■ **What you need to do**: Output each entry exactly; skip nothing.

■ **Entries supplied**:

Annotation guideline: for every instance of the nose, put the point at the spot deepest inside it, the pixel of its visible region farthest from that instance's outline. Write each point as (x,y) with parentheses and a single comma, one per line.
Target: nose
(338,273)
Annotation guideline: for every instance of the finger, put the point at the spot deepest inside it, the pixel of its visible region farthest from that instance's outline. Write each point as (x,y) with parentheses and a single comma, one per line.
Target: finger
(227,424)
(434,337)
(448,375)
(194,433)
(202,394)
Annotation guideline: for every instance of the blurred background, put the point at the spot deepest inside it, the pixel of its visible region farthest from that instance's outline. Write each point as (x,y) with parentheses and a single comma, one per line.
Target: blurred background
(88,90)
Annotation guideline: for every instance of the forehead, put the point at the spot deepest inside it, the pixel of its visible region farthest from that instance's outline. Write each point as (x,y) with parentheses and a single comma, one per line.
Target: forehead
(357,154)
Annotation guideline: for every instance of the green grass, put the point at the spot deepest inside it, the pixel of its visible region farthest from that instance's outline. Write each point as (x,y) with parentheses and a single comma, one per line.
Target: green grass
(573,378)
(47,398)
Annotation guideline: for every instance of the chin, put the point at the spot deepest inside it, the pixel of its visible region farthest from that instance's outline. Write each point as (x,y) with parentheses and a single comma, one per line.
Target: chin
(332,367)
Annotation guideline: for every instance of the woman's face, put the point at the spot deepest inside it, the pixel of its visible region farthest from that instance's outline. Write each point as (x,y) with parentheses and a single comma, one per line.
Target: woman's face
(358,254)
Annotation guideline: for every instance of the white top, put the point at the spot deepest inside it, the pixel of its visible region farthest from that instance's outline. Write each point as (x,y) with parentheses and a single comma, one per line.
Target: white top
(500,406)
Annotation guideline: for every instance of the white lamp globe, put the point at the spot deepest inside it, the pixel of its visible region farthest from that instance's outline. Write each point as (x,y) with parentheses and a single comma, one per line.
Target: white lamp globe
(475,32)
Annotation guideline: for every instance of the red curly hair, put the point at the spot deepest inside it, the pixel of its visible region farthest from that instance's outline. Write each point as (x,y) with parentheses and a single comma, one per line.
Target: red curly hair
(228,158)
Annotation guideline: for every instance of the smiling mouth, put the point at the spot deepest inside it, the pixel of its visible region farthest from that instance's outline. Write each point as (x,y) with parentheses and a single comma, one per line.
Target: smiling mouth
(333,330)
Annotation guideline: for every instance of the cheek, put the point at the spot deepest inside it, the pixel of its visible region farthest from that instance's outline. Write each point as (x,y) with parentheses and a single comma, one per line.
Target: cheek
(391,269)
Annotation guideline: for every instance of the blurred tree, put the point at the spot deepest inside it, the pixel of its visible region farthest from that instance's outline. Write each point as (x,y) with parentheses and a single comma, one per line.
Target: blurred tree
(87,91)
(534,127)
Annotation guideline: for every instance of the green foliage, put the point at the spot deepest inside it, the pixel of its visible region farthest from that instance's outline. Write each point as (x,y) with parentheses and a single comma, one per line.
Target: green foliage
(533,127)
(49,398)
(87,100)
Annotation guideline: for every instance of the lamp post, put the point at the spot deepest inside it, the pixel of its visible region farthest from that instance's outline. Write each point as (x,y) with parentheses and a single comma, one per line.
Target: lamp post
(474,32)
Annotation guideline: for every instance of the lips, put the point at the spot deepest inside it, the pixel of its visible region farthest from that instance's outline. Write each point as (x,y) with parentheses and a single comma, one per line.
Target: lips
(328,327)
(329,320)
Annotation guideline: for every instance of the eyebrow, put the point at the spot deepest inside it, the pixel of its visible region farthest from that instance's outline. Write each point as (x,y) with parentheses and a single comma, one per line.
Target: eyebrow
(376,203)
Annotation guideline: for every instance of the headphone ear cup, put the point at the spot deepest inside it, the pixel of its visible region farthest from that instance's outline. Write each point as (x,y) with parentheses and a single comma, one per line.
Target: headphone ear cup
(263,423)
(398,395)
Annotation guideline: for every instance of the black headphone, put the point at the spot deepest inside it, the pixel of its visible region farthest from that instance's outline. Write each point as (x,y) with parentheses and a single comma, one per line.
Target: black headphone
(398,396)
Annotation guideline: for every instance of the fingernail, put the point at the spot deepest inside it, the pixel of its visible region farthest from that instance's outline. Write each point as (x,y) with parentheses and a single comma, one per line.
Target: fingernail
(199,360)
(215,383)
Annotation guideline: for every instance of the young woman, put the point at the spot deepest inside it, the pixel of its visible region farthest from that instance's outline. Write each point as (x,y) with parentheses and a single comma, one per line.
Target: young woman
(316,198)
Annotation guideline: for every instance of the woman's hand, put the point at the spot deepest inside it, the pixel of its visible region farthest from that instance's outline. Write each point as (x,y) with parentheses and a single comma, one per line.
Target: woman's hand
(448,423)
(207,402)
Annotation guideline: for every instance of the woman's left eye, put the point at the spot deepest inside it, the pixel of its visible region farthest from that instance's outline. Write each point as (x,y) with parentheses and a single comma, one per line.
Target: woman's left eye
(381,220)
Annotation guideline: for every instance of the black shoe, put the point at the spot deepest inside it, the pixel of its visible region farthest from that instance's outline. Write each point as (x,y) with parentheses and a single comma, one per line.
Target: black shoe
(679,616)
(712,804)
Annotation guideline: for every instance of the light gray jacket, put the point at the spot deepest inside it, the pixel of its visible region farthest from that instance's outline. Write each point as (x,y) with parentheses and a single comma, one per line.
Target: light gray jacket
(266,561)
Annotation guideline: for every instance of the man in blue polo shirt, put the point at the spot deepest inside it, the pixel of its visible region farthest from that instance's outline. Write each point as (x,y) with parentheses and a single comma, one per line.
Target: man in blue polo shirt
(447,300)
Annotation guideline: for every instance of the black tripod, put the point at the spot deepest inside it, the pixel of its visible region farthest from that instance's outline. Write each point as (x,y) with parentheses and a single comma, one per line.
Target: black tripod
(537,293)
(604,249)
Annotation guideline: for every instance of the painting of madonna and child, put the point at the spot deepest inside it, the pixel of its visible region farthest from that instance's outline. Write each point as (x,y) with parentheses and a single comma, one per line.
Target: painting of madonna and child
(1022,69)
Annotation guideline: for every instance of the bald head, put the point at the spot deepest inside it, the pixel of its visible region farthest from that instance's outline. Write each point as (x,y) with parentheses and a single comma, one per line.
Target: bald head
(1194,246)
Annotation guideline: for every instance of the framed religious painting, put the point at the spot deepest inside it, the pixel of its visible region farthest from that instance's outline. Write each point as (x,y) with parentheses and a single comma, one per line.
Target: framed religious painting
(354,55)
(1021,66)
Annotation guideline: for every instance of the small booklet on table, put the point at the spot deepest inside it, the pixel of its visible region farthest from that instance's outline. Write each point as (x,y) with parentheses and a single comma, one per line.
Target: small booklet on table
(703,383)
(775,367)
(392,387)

■ **Answer to this exercise**:
Annotation guideline: for every instance of the nose, put the point at the spot deepest inside it, the pixel of its visible region farthest from that instance's outline. Write each point as (x,y) with parentheses and a single comma, one per line.
Target: nose
(338,273)
Annotation guideline: for every instance of the finger, put the point at the spot deepest inside it, the pixel of its visible region farthest from that instance's outline. Write each point as (x,y) with parentheses and a single comma, one per line.
Target: finger
(227,424)
(434,337)
(448,375)
(194,433)
(202,394)
Annotation guideline: for every instance of the blurred background, put the point at the spot deepest inside it, the pixel of its visible region farthest from that instance's outline. Write each point as (x,y) with parentheses and a single comma, one per line.
Target: blurred background
(88,90)
Annotation guideline: for every instance of the forehead, put the point at the spot deepest inside it, the pixel of its visible region farthest from that instance's outline. Write each point as (x,y) with parentheses and a single comma, one per line.
Target: forehead
(357,154)
Annotation guideline: for every instance of the green grass, put the point at the spot deepest inside it, the pixel of its visible region farthest from that instance's outline. Write each point as (x,y) with parentheses and a single comma, one per line.
Target: green grass
(573,378)
(47,398)
Annotation guideline: for every instance of the chin, put the point at the spot deepest inside it, the pixel of its visible region farthest from that instance's outline. Write each point as (x,y) with parentheses and a single comma, one per line.
Target: chin
(332,367)
Annotation guideline: for every instance of the woman's face, put the point at the spot deepest inside it, the pixel of its visible region farthest from that instance's outline. Write each point as (x,y) with parentheses and a single comma, one per line.
Target: woman's face
(358,254)
Annotation guideline: for every instance of the white top, put the point at the spot deepest inside it, the pixel of its visible region farthest from that instance's outline. Write each point as (x,y) with parentheses and a single comma, one per line.
Target: white top
(500,406)
Annotation guideline: for every instance of the white lamp globe, put the point at the spot deepest inside it, the pixel of its visible region farthest from that instance's outline. Write each point as (x,y) with parentheses and a single comma, one per line.
Target: white lamp globe
(475,32)
Annotation guideline: for every instance of the red curly hair, put the point at the spot deepest inside it, the pixel of its visible region farthest from that instance's outline. Write each point as (x,y) with parentheses and a single comma, one per line.
Target: red curly hair
(228,158)
Annotation guideline: for every instance of the smiling mouth, put the point at the spot deepest inside it, the pixel of its visible region farthest from that instance's outline. Write each point as (x,y) with parentheses and a single comma, one per line.
Target: smiling mouth
(333,330)
Annotation guideline: for every instance of the cheek, put the point at the spot deepest inside it, the pixel of its visible region farthest from that instance's outline. Write each point as (x,y) with parentheses and a single comma, one per line.
Target: cheek
(391,269)
Annotation guideline: for every instance of the blurred tree, put the point at the spot deepest inside it, the pixel of its visible region farthest from that instance's outline. Write each point as (x,y) with parentheses and a single comma, one per line.
Target: blurred tree
(87,91)
(534,127)
Annotation guideline: for every instance of the green foliage, put the point at the spot deepest inside it, the pixel of its visible region farthest from that instance's outline. Write each point as (x,y) with parentheses and a single comma, one per line.
Target: green foliage
(533,127)
(49,398)
(87,100)
Annotation guideline: for every instance of the lamp post, put the point at the spot deepest inside it, the pixel of its visible region farthest from that instance's outline. Write each point as (x,y) with parentheses and a single comma, one per line.
Target: lamp post
(474,32)
Annotation guideline: for every instance of the lips, put the point at the spot deepest inside it, the pixel of its visible region farthest from that instance's outline. Write each point as (x,y) with parentheses and a single comma, one per line.
Target: lips
(328,327)
(329,320)
Annotation guideline: for every instance of the eyebrow, put the point at the spot deepest inside it, the pixel of its visible region farthest from that instance's outline. Write each point as (x,y) with parentheses and a single comma, one per line.
Target: eyebrow
(376,203)
Annotation guideline: for every instance of the headphone ear cup, put the point at the spot deepest inside it, the pixel of its visible region farthest from that instance's outline. Write each point as (x,y) with parentheses and a single comma, one per line.
Target: headphone ear cup
(263,423)
(398,395)
Annotation guideline: for every instance of the black headphone, put the point at the spot deepest inside it, the pixel of its visible region farthest from that instance's outline. Write each point as (x,y) with parentheses and a single comma, one per line.
Target: black headphone
(398,396)
Annotation guideline: for every instance of the fingernail, put the point at the spot deepest inside it, the pixel of its visible region farthest from that instance's outline. Write each point as (x,y) with parentheses and a single comma, one per line.
Target: fingernail
(199,360)
(215,383)
Annotation guideline: for every instance of the young woman, put the point at the spot deepest inside it, the pixel of its visible region farthest from that instance's outline. Write each point as (x,y) with parentheses and a single comma, one per line.
Target: young woman
(316,198)
Annotation guideline: for every instance of the woman's hand, put the point at the spot deepest inside it, the pixel of its visible region farthest from that instance's outline. Write each point as (x,y) with parentheses and a single comma, one per line.
Target: woman's hand
(448,423)
(207,402)
Annotation guideline: for every instance of the woman's left eye, put the point at the spot deepest inside it, the pixel of its visible region farthest from that instance's outline. Write each point as (x,y) with parentheses and a single comma, one per line.
Target: woman's left eye
(381,220)
Annotation guideline: for every instance of the black shoe, put the point at the spot deepest inside it, the pixel of its visible region farthest from that instance's outline. Write each point as (x,y) with parentheses and a single comma, one per line.
Target: black shoe
(679,616)
(712,804)
Annotation guideline: for every instance of the light gray jacket, put the point at the spot deepest inside it, the pixel of its visible region farthest from that instance's outline. Write each point as (x,y) with parentheses and a single comma, one per line.
Target: light gray jacket
(266,561)
Annotation guideline: for every instance of the man in blue polo shirt, put the point at the spot deepest inside it, the pixel of its visible region farthest from that instance's outline. Write each point as (x,y) with parentheses and a single comma, one per line.
Target: man in blue polo shirt
(447,300)
Annotation guideline: for every instance of the black tripod, put the point at the spot deepest inside it, the pixel of its visible region farthest from that instance's outline. Write each point as (x,y) with parentheses and a single comma, one per line.
Target: black tripod
(537,293)
(604,249)
Annotation guideline: for every instance of the painting of madonna and child, put the point at the spot deepest inside it, the pixel of its visible region farthest from that instance's outline. Write each point as (x,y) with parentheses and a single comma, one per line.
Target: painting of madonna and child
(1022,69)
Annotation guideline: for every instance of the bald head, put the point at the spot deepest inside it, the pixel of its visible region farthest from that instance's outline. Write each point as (x,y) with parentheses and a single comma, one per line.
Target: bald head
(1194,246)
Annotation guideline: for every instance of the framed religious painting, put the point at the spot deepest inside it, the pixel of its visible region farthest from that instance's outline. Write each point as (x,y) with parentheses and a single comma, one per line.
Target: framed religious painting
(354,55)
(1021,66)
Annotation guideline: for every instance of the small booklet on table, put the point at the spot deepest inside it, the pixel of its visible region farthest from that instance's outline. Write each point as (x,y) with parentheses and a single comma, one per line.
Target: small booklet on table
(703,383)
(775,367)
(392,387)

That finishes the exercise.